Provided text ->
The blow that brought the Enlightenment to its knees was certainly the one delivered by a patent clerk with his theory of relativity. Equally important in bringing down the hubristic enterprise, though less well known, was the contribution of Kurt Gödel. His incompleteness theorem undermined the efforts of his generation’s greatest mathematicians, who were determined to reduce all of mathematics to a handful of axioms that must be taken on faith, though in the positivist tradition, none of the thinkers involved would use such a word as faith.
Gödel’s proof states that you cannot prove the system of mathematics from within that system, a move every bit as destabilizing as Einstein’s relativity. It should come as no surprise then that both men had faith in the divine, though neither could be classified as religious.
This may seem like a strange starting point for a theology. How can you move from math and physics to God? I would ask, how can you not? I hope the similarities between Gödel’s thought and my theology will unfold as I work through some of my theology here.
I begin with an apophatic theology, that is a belief that God is unknowable. The very statement that God is unknowable is an example of the problem. The moment I make it, I have claimed to know something about God, a bind known as aporia. In any case, that is my axiom. For God to be God as humans have conceived, God must be beyond human ability to conceive. Any theology that points to God must begin by acknowledging its limitations.
The starting point for theology is the human enterprise of reacting to and theorizing the divine. The theologians task is like that of the artist. A work of art is not a thing in itself, but is a pointer to something just beyond, some transcendent other. Theology never describes the divine, theology simply points to the divine, which can never be contained or described adequately.

Data for analysis ->
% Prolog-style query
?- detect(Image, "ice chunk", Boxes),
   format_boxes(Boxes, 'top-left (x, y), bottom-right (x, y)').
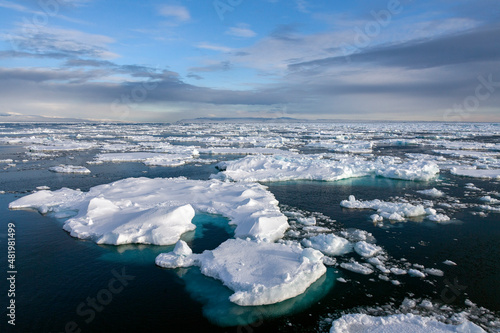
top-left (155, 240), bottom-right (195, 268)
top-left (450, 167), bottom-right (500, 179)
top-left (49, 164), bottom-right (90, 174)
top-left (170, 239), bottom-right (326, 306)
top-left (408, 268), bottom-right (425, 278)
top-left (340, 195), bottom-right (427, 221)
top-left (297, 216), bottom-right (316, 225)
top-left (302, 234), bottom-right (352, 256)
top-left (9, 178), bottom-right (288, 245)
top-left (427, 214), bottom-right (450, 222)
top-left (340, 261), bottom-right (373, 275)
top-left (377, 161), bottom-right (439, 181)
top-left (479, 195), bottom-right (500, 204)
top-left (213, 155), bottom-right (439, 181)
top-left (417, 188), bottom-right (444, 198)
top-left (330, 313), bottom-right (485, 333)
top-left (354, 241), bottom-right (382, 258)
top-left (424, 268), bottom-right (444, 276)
...
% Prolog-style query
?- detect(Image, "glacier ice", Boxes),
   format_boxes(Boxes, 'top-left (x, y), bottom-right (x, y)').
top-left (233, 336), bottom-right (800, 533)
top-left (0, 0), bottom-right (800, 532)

Parts of the exercise ->
a) Answer these from the theology essay:
(i) What does Gödel's proof state?
(ii) What name is given to the bind of claiming to know something about God by saying God is unknowable?
(iii) To whose task is the theologian's task compared?
b) Pick up the theology essay after its final sentence and keep writing it.
The material plays no part in what follows and can be set aside.

Outputs for the tasks ->
a)
(i) You cannot prove the system of mathematics from within that system.
(ii) Aporia.
(iii) The artist's.

b)
Some would argue that we can know the divine through revelation. But who gets to decide what revelations count? Moses and Jesus are in, but others, from cult-leaders to founders of world religions, are out? Don’t get me wrong, I am a Christian, though I do recognize the “scandal of particularity” when one begins to ask how a loving God can love one ancient tribe more than all the others. But let’s face it, even the Christian tradition, with its notion that the Holy Spirit acts to insure the integrity of Scripture and the Church, is filled with a history of schism and uncertain texts. I believe in the Holy Spirit, just not as Divine Copy-editor and Cop.
But back to the task of theology: one measure of a theology’s authenticity might be that it serves as a pointer, and that it acknowledges its inability to contain the divine.
The other trait I seek in a theology is that it un-makes itself. I do not yet have the words to clarify this, but I do have an image. It is the double helix of our DNA. We think of it as stable, but in truth it is dynamic. Segments unzip, build copies and proteins, reform, sometimes changing in the process. This dynamism that is so basic to life is, I believe, as crucial in a theology. In a theology this might manifest as a theology that is elegant and well-formed, but contains within it a paradox that, from the human perspective, destabilizes the entire structure.
Enough rambling. Not every idea that makes it to this blog will be well-formed. My own theology is unmade and remade every time I study Scripture, pray, participate in the Sacraments of the Church. And I have not determined how we prevent false and dangerous doctrines from developing if theology is always dynamic, always inadequate. The image of faith/theology as DNA would suggest that some mutations are advantageous and survive, while others die out. This would mean that any robust faith contains the divine. That is a claim I cannot make.
Have a blessed Sunday!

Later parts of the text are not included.